_GOAL_: Report every line of the material that contains the word "soil", copying each one in full. Case counts, so a line with the word in different capitalization does not match.

+++ RECORD EXCERPTS

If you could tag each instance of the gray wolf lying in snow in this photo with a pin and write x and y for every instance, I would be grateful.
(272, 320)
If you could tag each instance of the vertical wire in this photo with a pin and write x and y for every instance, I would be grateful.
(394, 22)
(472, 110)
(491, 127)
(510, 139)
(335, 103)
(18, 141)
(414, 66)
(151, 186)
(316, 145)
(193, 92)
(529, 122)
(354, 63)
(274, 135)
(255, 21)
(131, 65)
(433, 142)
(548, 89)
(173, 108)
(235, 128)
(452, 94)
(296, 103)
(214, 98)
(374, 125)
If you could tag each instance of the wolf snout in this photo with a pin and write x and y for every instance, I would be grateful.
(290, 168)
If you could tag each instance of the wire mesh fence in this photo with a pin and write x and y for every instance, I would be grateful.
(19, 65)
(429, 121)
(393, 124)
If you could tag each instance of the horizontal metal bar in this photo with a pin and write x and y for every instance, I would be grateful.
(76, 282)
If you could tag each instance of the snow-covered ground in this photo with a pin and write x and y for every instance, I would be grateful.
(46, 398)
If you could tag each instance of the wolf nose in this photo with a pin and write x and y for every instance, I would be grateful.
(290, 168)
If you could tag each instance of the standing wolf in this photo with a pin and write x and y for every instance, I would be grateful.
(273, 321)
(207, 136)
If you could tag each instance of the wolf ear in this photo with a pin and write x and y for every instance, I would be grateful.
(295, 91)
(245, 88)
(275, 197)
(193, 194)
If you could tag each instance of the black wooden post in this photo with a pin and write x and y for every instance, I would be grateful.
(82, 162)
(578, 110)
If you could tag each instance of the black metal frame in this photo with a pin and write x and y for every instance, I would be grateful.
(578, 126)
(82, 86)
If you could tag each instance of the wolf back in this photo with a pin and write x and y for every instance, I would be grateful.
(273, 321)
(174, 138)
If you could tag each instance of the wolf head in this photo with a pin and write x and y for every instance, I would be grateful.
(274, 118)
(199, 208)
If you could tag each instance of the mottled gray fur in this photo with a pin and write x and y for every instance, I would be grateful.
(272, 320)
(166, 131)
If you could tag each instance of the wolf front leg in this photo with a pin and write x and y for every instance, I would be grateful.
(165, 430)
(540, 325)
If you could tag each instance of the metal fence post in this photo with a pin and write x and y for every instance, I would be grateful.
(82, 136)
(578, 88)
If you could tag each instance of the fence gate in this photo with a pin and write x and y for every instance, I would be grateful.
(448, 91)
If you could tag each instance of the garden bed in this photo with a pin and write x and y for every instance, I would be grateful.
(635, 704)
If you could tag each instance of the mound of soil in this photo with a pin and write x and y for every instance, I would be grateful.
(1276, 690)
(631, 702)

++++++
+++ RECORD EXCERPTS

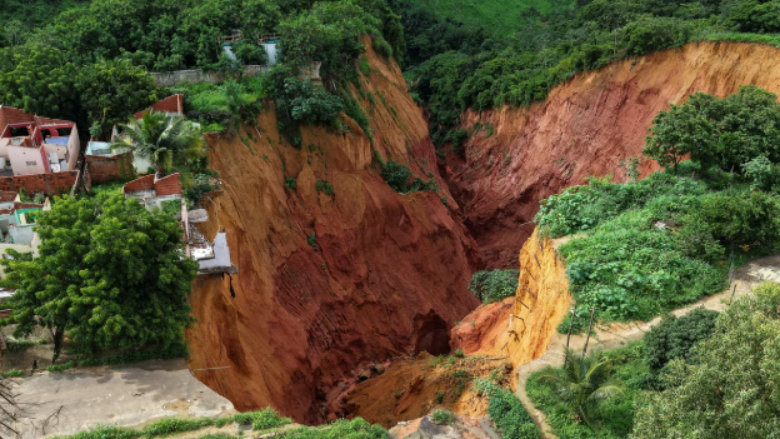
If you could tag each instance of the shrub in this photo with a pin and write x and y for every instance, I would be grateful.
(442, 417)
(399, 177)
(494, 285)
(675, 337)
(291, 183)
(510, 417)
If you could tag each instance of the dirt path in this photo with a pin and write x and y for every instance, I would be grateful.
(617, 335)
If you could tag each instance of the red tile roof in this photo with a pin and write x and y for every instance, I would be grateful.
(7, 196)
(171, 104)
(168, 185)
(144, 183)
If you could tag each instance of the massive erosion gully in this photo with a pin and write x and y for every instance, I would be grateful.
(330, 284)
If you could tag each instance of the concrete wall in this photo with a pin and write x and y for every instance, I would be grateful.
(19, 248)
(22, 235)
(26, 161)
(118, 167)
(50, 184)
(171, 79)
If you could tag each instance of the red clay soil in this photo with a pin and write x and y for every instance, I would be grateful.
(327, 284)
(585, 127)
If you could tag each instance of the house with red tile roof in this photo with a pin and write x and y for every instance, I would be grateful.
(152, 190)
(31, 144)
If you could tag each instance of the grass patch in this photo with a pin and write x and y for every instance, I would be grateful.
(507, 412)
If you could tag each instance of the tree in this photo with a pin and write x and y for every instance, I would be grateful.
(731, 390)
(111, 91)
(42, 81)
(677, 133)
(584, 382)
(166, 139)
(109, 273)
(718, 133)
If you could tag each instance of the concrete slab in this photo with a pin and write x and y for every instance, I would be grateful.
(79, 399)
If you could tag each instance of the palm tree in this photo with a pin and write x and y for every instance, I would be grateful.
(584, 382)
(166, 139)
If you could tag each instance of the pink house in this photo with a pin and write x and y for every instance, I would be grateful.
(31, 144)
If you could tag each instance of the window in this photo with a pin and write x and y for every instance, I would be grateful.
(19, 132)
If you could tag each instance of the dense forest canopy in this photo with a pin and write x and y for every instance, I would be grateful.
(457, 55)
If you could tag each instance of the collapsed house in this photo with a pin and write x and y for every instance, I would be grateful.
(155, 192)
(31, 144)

++++++

_EXERCISE OUTPUT_:
If you could tag each instance of the mound of soil in this photo with a pin and write x and y for every instance, I would be grateful.
If you could tag each instance of the red clay soil in this photo with a pin and write x and y for every instance, I would be grateful.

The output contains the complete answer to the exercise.